* [Alıntı]:
Orta Doğu... Gazi Mustafa Kemal'İn vasiyetidir Arap ülkelerinin içişlerine karışmayacaksınız. Müdahale ettik. Orta Doğu'da, Arap dünyasınnın içişlerine karışmama ilkesini terkettik.

İran-Irak savaı 8 yıl sürdü. Türkiye tarafsızlığını korudu. Ne İran ne Irak Türkiye'yi rahatsız edecek söylemde bulunmadı. Ülkeyi kuranlar tarihi çok iyi biliyorlardı.

Liderler konuşacaksa boğazlarının 9 boğum olması lazım Her kelimeyi tartmaları gerekiyor. Bürokrasiyi tamaen devre dışı bıraktılar. 

BM'de Cezayir'in bağımsızlığına ret oyu verdik. Cezayir bağımsızlığını kazandı. Özal Cezayir'e gittiğinde özür diledi. 

Erdoğan ben Türkiye'yi aile şirketi şeklinde yöneteceğim, diyor. Bu hükümet de şahsıma aittir, diyor. 83 milyonu yok sayıyor. Bu bizi yurtta barış dünyada barış ekseninden çıkardı İhvan endeksli bir dış politkaya getirdi.  Orta Doğu'nun bir partsinin ideolojisini Türkiye'nin dış politikası haline getirdi. 

Rüşvetçiyi büyükelçi yaptı. Türkiye bu hale geldi. Çifte vatandaşlığa sahip olanlar bile büyükelçi atandı. 

Eski vekillerin  tamamını büyükelçi yaptılar. Akıl alacak şey değil. Türkiye'de kim dışişleri bakanı? Mevlüt Çavuşoğlu mu, zurnanın zırt deliği. İbrahim Kalın mı? Pergoleci Fahrettin mi? Her kafadan bir ses.

Kadim dostumuz Mısır'la aramızı bozdu. Mısır'ın terörist kabul ettiği İhvancıları Türkiye'ye getirdi TV kurdurdu. Tarihi bilmiyor. Bölücü terör örgütlerini başka ülke ağırladığına biz itiraz etmiyor muyuz? Tarihinden bu kadar habersiz bir kişi.

El Ezher Üniversitesi'nin yöneticilerine söylemediği kötü laf kalmadı.

Suriye'de ne işin vardı? Bir gün önce dost dedİğini ertesi gün düşman ilan etti. Emperyal güçler öyle istediler diye... 24 saatte Emeci Camii'nde namaz kılacaklardı, Süleyman Şah Türbesi'ni kaçırdılar. Kendi toprağından türbe kaçıranlara ne zamandır milliyetçi deniyor. Onlar vatan hainidir.

* [Görev yönergesi]: Türkiye'nin dış politikasını eleştiren alıntıyı, son cümlesinden sonra kaldığı yerden sürdürerek yazın.

* [Veri öğeleri]:
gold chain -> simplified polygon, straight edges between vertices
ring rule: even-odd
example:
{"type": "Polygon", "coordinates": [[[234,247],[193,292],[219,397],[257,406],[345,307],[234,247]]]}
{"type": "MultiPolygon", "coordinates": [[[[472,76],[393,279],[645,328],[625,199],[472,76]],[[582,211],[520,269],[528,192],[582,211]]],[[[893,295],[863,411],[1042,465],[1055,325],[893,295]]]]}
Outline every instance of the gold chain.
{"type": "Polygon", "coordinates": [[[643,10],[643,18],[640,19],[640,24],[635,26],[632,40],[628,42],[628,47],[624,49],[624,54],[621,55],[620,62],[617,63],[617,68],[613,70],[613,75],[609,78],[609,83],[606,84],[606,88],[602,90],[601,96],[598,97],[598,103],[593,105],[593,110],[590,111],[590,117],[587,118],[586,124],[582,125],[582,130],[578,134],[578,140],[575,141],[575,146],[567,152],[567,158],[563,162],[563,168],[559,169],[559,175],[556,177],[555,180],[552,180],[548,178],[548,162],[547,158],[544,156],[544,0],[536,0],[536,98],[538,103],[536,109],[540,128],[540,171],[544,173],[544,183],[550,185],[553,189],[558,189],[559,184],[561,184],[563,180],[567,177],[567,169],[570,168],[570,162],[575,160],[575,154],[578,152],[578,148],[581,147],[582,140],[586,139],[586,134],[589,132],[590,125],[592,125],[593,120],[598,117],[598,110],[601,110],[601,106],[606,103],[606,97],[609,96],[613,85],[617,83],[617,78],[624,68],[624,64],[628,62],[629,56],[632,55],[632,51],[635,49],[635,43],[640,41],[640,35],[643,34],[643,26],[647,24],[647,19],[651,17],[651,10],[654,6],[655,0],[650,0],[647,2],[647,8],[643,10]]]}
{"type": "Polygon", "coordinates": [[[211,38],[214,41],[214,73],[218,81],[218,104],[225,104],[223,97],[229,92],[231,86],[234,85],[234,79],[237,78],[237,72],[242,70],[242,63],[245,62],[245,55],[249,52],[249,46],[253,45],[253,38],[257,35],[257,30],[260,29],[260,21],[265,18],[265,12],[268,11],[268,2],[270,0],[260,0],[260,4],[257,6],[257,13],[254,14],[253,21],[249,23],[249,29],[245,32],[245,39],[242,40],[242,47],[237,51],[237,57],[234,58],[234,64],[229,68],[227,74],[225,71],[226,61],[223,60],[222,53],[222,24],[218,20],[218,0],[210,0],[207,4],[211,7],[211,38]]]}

* [Yanıt]:
İdlib'de 33 askerimiz şehit edildi, koşa koşa Moskova'ya gittiler. Dakikalarca kapıda beklediler. Koltukları uğruna vazgeçmeyecekleri hiçbir değer yoktur bunların. Bunların ülkeye toplu iğne ucu kadar faydaları yoktur.

AB'ye tam üye olacağız, demokrasimiz gelişecek, yargı bağımsızlığımız olacak. Bütün mazlum milletlere örnek olacaktık. Şimdi Türkiye demoekrasisi askıya alınmış totailter bir ülke olarak tanınıyor. Yabancı bir ülke başkanı cumhurbaşkanına aptal olma diyor. Bu nasıl olur? 

Bir Trump bir daha seçilsin diye kampanyasına destek verdiler. 

'Askerimizin başına çuval geçirildi nota verecek misin', denince 'ne notası müzik notası mı' dedi. Ama Reza Zarrab için iki defa verdi. Rüşvet vermeyeceksin, almayacaksın yoksa burnundan fitil fitil getirirler.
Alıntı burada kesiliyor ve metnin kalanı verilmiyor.